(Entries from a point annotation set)
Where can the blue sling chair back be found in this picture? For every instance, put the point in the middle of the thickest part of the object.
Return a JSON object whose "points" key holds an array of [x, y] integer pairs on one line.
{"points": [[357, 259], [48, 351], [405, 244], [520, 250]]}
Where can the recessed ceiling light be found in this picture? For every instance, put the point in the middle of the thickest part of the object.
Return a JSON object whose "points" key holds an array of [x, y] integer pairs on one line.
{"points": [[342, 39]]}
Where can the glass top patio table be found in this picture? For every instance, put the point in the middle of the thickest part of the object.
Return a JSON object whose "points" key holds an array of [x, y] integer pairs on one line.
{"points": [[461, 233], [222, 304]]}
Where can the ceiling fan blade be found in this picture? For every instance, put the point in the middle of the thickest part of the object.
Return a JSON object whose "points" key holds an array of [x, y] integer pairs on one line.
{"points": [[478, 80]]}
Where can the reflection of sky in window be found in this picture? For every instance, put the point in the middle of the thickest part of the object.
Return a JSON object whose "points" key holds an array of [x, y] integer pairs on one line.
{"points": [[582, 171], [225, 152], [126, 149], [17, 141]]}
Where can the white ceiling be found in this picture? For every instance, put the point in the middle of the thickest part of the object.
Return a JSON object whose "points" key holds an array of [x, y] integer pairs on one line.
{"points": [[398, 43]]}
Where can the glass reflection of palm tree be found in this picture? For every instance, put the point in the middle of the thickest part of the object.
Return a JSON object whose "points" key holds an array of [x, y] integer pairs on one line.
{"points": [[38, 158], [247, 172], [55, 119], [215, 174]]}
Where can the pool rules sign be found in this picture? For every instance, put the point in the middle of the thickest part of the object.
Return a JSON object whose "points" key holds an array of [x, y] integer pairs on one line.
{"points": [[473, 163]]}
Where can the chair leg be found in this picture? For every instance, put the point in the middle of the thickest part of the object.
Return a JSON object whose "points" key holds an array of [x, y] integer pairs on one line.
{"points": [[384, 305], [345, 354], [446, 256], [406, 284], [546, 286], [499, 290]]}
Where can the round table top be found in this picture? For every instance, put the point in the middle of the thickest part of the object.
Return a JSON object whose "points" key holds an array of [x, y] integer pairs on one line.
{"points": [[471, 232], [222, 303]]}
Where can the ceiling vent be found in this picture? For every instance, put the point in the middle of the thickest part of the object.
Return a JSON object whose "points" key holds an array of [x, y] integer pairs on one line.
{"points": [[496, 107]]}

__What the task requires__
Rewrite all of the entries above, swapping in "widest part" wherever "thickest part" appears and changing nothing else.

__Written response__
Where can the blue sling chair back be found in this picture? For every instance, put the point in the middle of the widest part of the object.
Return a JSON object whose "points" key holds an array of [x, y] integer pairs on one line.
{"points": [[357, 259], [48, 351], [405, 244], [520, 250]]}
Where can the recessed ceiling light be found in this picture? For every instance, put the point in the middle of the widest part of the object.
Return a JSON object whose "points" key holds an array of [x, y] integer pairs on one line.
{"points": [[342, 39]]}
Where can the glass top patio table be found in this picture? For every instance, put the point in the middle of the widest part of the object.
Return a JSON object whose "points" key holds an array of [x, y] integer pairs on one line.
{"points": [[461, 233], [222, 304]]}
Where can the ceiling fan blade be found in this picture? For every instance, put the point in the middle of the widest part of the object.
Return a JSON object whose "points" key holds an array of [x, y] integer pairs on one line.
{"points": [[478, 80]]}
Where can the reflection of sky in window be found in this picture? For every instance, put the point in the middle of the widest part of the object.
Return a JSON object whose "points" key holds an array of [x, y] integer pairs on one line.
{"points": [[582, 171], [225, 152], [126, 149], [17, 141]]}
Where can the white ceiling be found in this picture? For every instance, put the point in the middle of the widest part of the object.
Return a JSON object whose "points" key holds an array of [x, y] integer pairs on one line.
{"points": [[398, 43]]}
Where can the glass reflection of palm tree be found in this picture? For every instance, put the point in the middle of the widest part of the object.
Return a JSON object whose "points" key holds an array of [x, y] integer pairs on one line.
{"points": [[38, 158], [247, 172], [55, 119], [215, 174]]}
Where can the pool rules sign be found in this picture? For every instance, put the point in the middle of the widest part of the object.
Return a JSON object whose "points" key holds an array of [x, y] integer pairs on one line.
{"points": [[473, 163]]}
Where can the chair leg be found in this picture? For every instance, put the point in the middle of the widest part of the object.
Return a JSON object whose "points" key holds an array of [x, y] integer pairs on one line.
{"points": [[384, 305], [345, 354], [446, 256], [406, 284], [546, 286], [499, 290]]}
Where can the round table top be found in this picture? For every instance, put the point in the middle of the widest part of the object.
Return a JSON object whose "points" key holds an array of [x, y] integer pairs on one line.
{"points": [[471, 232], [222, 303]]}
Where can the ceiling vent be found in this picture? For every instance, put the point in the middle of the widest part of the object.
Return a JSON object whose "points" key holds an array of [x, y] integer pairs on one line.
{"points": [[496, 107]]}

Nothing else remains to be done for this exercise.